* [Complete the following]
[1] Decide whether each statement agrees with the court judgment below, answering yes or no and quoting the words of the judgment that settle it: (a) The respondent locked out the applicant's members on 3 June 2024. (b) The respondent's action came suddenly and without warning. (c) The applicant seeks its relief on an ordinary, non-urgent basis.
[2] According to the court judgment below, what did the respondent do to the access cards of the applicant's members?
[3] Carry the court judgment below forward, starting right after its last sentence.

======== Text segment ========

Ortias Association (Pty) Ltd v Airports Company South Africa SOC Ltd (2024-060858) [2024] ZAGPJHC 1756 (10 June 2024)


IN THE HIGH COURT OF SOUTH AFRICA


GAUTENG LOCAL DIVISION, JOHANNESBURG



CASE NO: 2024-060858

Shape1


  1. REPORTABLE: YES / NO

  2. OF INTEREST TO OTHER JUDGES: YES/NO

  3. REVISED.


…………………….. ………………………...

DATE SIGNATURE







In the matter between:



In the matter between:


ORTIAS ASSOCIATION (PTY) LTD Applicant


and


AIRPORTS COMPANY SOUTH AFRICA SOC LTD Respondent



Coram: Maenetje AJ

______________________________________________________________


JUDGMENT

______________________________________________________________


Maenetje AJ:

Introduction

[1] The applicant operated a shuttle service at airports controlled by the respondent. It was allocated office space and parking areas at the airports for purposes of its shuttle service. The respondent has locked out the applicant’s members at all its airports and deactivated their access cards. This happened on 3 June 2024. This action by the respondent was not sudden. It was anticipated to happen given the engagements that took place between the applicant and the respondent from much earlier than 3 June 2024.

[2] The applicant seeks the following relief on an extremely urgent basis, having launched the application on 3 June 2024:

2. Pending the final determination of an action which the respondent intends to bring to review the decision of awarding the Ortaccab (Pty) Ltd and the Respondent’s service level agreement and finalisation of discussion with Ortcaccab which affect the contract already awarded mala fide.

2.1 That a Rule Nisi be and is hereby issued and that the Respondent is ordered to restored with possession of the structures identified as Ortias at the OR Tambo International Airport terminals, their parking lots and operational office.

======== Stored data ========

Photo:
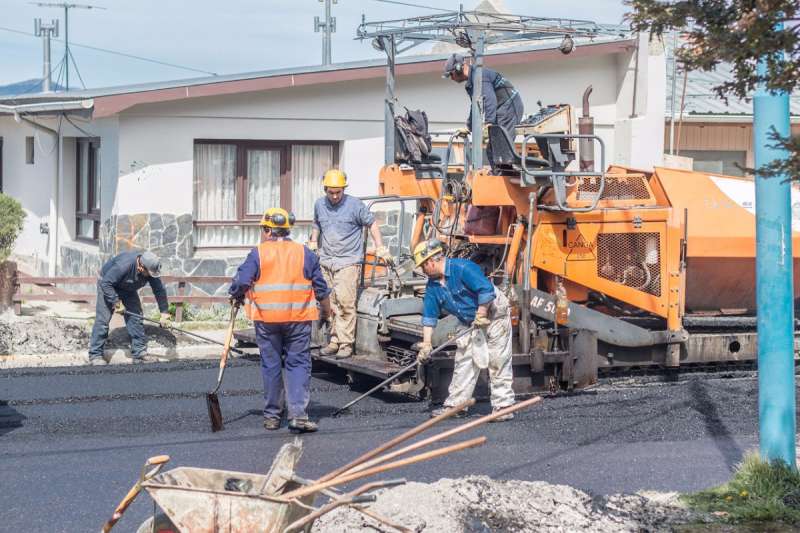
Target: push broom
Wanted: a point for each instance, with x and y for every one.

========

* [Responses]
[1]
(a) Yes: "This happened on 3 June 2024."
(b) No: "This action by the respondent was not sudden."
(c) No: "The applicant seeks the following relief on an extremely urgent basis"

[2] The respondent deactivated them.

[3]
2.2 Alternatively, that the Sheriff is authorised to restore reactivation of the access cards of the Applicants and access to the operational office, at the OR Tambo International Airport Terminal and parking lots.

2.3 Interdicting and restraining the Respondent from deactivating the access cards of the Applicant’s members, and by so doing locking them outside of their office.

2.4 Interdicting and restraining the Respondent from removing the structure of the Applicant from the OR Tambo Airport.

2.5 Interdicting and restraining the Respondent from restricting the Applicant to operate their transport business.

2.6 That the Respondent shall appear on the ___ day of 2024 to show cause why the order should not be made final.

3. The Respondent to pay the costs of this application on an attorney and own client scale.

4. Granting the applicant further and/or alternative relief.”

[3] Two issues arise, namely, whether the applicant has justified bringing the application on an extremely urgent basis, and whether it has established the requirements for a spoliation order.

Urgency

[4] There is history between the applicant and the respondent going back to 2021. The history critical to the question of urgency is of a shorter duration. It starts in March 2024.

[5] It is common cause that on 25 March 2024 at 12h00 the applicant’s members held a meeting with officials of the respondent regarding the applicant’s shuttle services at the respondent’s airports. The applicant was represented at this meeting by its secretary, vice chairman, treasurer and operator owner. The meeting was held at the OR Tambo International Airport. A report was presented regarding the status of the shuttle operations at the airports. The report presented recommended that shuttle services should be removed completely from the airports and surroundings as it was not lawful to operate them in these premises.

[6] Paragraph 1.5 of the minutes of the meeting of 25 March 2024, attached to the respondent’s answering affidavit as annexure “C”, records the following:

“1.5 Below issues were discussed and agreed upon.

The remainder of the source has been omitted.